Records for the exercise
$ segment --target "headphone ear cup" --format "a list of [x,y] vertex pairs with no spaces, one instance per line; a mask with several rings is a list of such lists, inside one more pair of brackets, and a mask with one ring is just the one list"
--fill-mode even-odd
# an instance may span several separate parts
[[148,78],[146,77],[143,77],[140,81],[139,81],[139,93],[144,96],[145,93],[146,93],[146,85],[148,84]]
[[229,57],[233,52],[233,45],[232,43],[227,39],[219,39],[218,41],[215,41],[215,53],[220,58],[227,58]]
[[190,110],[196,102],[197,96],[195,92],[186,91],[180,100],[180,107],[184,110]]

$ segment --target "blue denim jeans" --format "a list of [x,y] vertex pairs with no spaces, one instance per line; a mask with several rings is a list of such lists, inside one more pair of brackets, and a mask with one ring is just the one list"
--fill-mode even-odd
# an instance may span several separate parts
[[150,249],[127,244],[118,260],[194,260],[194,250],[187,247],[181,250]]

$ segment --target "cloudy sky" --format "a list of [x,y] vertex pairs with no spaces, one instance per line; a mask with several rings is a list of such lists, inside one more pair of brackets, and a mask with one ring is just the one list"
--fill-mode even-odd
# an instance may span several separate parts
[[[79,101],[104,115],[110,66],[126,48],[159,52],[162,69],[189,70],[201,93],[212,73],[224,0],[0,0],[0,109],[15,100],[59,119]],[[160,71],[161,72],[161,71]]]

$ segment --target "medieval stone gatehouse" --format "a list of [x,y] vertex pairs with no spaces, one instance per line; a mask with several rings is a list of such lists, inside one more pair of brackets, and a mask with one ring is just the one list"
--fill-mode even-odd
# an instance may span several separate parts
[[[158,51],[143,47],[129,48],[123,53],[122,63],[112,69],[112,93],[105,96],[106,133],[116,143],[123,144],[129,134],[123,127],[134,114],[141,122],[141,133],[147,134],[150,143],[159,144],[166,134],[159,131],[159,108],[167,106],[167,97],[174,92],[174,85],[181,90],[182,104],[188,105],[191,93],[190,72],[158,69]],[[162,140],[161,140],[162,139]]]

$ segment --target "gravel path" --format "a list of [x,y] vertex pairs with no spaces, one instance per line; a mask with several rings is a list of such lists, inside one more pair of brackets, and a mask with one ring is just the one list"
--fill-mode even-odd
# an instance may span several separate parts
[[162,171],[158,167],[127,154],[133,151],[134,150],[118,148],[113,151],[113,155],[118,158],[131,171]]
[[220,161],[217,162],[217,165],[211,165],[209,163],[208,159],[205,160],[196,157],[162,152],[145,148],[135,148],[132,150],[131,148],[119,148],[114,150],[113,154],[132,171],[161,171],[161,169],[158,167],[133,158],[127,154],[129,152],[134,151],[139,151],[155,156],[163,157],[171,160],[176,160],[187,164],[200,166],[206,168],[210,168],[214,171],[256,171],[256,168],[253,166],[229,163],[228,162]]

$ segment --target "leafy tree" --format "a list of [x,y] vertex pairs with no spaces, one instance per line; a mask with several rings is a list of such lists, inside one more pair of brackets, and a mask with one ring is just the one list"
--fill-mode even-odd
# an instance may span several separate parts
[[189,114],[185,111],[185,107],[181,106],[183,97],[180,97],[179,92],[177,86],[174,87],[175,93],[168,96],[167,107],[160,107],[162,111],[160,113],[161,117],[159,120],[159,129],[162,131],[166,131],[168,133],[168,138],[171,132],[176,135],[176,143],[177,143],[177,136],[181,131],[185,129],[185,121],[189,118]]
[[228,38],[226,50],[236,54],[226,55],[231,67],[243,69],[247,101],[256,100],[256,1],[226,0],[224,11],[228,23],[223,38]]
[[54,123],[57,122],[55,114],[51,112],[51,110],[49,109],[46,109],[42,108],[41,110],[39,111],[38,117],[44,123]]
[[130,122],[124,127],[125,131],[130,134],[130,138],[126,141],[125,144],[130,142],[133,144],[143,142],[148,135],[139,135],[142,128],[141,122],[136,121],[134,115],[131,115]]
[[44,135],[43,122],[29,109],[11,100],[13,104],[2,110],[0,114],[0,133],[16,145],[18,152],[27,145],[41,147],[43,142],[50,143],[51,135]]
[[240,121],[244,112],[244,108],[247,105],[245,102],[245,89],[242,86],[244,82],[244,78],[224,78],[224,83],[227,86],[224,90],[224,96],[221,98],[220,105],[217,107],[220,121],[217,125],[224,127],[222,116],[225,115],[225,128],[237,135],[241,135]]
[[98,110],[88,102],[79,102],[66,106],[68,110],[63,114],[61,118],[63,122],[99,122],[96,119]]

The exercise
Collect every line of the items above that contains the word "ring", and copy each line in full.

Correct result
$ segment --target "headphone ear cup" --format "a list of [x,y] vertex pairs with no spaces, one instance per line; a mask with several rings is a list of such lists, inside one more pair of brackets, and a mask with one ring is just the one list"
$ segment --target "blue denim jeans" --format "a list of [x,y] vertex pairs with no spaces, one instance per line; a mask with several rings is a list of such lists, inside one more pair of brackets, and a mask with one ring is just the one list"
$ segment --target "cloudy sky" --format "a list of [x,y] vertex pairs with no spaces, one instance per line; a mask with several rings is a list of such lists, inside one more pair of brackets, and a mask with one ring is just the one list"
$ segment --target "medieval stone gatehouse" --format "a list of [x,y] vertex pairs with no spaces, one instance per line; a mask with several rings is a list of such lists, inside one more pair of brackets, and a mask with one ring is just the one list"
$ segment --target "gravel path" --format "a list of [x,y] vertex pairs with no spaces, one instance per line; a mask with several rings is a list of such lists, inside one more pair of brackets, and a mask with one ring is just the one list"
$ segment --target "leafy tree" --format "a list of [x,y] vertex pairs with no spaces, one instance per line; a mask with several rings is a list of such lists, inside one more pair of brackets, and a mask with one ring is just the one list"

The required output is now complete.